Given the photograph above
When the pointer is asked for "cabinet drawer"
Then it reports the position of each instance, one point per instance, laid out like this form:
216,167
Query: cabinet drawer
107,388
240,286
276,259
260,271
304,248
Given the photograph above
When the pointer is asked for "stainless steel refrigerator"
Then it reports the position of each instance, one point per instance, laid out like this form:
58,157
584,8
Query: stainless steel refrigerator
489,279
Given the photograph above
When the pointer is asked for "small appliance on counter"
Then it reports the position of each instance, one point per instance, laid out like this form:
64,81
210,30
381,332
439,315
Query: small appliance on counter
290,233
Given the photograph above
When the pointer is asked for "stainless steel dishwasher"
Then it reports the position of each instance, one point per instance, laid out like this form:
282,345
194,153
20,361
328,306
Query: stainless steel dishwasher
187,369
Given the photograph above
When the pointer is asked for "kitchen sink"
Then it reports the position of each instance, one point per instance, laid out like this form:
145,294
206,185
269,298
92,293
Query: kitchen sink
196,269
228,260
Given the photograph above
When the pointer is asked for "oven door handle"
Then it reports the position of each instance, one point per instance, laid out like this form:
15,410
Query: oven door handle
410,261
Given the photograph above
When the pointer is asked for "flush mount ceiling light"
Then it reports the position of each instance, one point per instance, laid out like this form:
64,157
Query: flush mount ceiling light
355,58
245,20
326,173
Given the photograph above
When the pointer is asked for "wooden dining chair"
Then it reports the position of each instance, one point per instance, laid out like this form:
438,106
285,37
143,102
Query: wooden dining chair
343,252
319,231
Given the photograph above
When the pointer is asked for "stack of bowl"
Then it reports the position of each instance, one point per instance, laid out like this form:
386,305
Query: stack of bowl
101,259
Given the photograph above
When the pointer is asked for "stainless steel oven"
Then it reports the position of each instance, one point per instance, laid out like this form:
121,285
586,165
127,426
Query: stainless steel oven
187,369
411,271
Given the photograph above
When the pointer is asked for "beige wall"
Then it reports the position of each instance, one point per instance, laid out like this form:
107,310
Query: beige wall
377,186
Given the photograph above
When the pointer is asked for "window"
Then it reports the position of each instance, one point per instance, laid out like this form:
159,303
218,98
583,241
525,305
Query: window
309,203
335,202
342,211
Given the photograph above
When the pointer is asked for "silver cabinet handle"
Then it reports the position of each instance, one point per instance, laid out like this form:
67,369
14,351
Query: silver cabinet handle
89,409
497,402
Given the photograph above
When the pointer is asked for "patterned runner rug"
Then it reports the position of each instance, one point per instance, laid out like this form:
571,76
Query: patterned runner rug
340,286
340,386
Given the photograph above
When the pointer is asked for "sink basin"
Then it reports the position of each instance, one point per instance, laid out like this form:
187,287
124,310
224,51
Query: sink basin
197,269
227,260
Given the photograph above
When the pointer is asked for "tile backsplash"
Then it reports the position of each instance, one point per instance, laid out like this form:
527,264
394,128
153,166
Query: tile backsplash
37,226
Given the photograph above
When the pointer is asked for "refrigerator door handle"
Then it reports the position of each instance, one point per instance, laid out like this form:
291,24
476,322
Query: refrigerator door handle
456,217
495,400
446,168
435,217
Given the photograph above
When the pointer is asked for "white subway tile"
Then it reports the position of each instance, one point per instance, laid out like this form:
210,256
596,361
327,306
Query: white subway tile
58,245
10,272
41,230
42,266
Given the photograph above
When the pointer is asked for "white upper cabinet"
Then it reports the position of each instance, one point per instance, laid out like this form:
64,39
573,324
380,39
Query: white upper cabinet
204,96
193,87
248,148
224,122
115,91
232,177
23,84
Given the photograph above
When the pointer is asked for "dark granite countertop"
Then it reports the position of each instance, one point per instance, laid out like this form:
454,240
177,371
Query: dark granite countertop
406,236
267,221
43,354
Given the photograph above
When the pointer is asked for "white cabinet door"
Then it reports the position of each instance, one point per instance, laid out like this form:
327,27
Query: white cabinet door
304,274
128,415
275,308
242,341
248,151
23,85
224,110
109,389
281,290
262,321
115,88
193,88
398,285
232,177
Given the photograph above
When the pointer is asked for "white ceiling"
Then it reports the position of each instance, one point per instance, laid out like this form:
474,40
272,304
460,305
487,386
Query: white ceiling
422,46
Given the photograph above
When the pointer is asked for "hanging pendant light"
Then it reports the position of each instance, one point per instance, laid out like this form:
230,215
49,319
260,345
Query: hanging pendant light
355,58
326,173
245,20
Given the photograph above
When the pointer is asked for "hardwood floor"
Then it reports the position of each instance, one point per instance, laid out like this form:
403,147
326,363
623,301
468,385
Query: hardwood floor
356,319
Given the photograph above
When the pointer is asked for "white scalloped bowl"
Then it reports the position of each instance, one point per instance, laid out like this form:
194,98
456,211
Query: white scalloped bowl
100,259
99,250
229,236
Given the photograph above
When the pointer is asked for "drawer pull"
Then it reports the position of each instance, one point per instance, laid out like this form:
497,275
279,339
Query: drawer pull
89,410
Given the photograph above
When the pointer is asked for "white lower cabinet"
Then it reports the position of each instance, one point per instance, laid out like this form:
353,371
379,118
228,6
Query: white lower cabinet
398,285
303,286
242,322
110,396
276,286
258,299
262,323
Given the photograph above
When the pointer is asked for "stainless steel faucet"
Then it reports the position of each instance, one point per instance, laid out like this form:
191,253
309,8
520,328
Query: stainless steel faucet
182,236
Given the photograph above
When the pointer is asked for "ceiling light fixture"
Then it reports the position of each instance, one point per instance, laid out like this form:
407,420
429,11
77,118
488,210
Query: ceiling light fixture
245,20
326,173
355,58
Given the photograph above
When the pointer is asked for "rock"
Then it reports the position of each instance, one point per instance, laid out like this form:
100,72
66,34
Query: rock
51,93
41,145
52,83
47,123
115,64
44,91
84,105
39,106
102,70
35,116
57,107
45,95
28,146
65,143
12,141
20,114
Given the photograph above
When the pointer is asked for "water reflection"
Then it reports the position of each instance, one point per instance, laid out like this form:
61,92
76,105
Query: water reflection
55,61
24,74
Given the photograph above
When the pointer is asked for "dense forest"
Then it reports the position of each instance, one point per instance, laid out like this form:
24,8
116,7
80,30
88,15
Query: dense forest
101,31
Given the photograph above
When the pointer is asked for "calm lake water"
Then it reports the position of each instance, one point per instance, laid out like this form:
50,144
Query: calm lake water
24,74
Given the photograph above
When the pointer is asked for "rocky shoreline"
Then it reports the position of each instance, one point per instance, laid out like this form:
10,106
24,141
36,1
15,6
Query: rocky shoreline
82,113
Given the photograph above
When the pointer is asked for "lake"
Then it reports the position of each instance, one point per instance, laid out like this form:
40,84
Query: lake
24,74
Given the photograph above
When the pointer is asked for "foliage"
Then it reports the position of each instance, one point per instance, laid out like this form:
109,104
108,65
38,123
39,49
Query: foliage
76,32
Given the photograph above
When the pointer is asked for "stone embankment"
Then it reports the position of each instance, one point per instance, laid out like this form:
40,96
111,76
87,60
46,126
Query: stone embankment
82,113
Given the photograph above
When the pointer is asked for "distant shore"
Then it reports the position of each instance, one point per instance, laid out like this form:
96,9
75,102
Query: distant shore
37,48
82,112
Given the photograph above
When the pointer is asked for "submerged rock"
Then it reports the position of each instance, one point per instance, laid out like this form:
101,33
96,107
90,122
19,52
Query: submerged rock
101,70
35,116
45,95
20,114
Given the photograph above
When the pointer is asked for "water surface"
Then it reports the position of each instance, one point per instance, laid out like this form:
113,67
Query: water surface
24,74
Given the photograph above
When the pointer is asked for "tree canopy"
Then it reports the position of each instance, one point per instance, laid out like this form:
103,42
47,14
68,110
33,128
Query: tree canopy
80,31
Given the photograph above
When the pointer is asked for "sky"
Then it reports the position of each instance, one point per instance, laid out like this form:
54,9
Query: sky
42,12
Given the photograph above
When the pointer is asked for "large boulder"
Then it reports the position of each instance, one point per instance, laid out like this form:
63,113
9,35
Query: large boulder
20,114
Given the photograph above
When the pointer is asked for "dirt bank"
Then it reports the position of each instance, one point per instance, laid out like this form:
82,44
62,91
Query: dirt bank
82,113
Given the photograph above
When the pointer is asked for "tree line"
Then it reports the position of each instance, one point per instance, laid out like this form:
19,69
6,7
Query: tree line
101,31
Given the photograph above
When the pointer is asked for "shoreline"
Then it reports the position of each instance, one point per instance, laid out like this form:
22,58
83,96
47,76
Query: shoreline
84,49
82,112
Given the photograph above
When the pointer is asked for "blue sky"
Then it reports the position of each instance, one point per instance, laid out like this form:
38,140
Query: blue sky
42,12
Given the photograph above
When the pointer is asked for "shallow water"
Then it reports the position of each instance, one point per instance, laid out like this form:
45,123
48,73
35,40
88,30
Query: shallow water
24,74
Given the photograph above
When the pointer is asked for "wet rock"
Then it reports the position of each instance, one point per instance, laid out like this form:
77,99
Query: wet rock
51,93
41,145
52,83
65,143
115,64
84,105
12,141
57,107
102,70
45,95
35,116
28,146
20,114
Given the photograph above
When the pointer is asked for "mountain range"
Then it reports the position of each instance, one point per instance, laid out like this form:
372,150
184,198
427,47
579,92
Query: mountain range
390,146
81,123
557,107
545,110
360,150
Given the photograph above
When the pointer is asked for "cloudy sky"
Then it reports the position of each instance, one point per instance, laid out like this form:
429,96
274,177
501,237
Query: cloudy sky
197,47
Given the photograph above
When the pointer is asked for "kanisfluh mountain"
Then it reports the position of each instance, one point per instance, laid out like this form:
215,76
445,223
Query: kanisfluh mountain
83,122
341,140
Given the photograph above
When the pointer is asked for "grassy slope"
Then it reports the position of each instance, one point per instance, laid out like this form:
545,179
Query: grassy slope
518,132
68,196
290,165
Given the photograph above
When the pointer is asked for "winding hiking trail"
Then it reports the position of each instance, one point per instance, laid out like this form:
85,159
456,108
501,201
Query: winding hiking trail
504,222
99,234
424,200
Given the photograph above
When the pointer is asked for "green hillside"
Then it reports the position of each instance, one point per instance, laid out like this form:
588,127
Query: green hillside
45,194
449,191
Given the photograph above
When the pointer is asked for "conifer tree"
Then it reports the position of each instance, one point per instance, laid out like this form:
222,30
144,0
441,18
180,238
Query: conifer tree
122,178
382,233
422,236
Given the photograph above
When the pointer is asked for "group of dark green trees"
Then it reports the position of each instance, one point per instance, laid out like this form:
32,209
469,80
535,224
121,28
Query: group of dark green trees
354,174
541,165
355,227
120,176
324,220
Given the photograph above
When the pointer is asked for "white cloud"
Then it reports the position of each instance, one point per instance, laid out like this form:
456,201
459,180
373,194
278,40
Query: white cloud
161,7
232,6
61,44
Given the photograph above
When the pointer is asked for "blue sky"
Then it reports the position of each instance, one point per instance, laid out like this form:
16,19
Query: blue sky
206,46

__Problem description__
List every line in the material above that contains the string "dining".

__Output below__
When the pointer is asked for "wooden dining chair"
Query: wooden dining chair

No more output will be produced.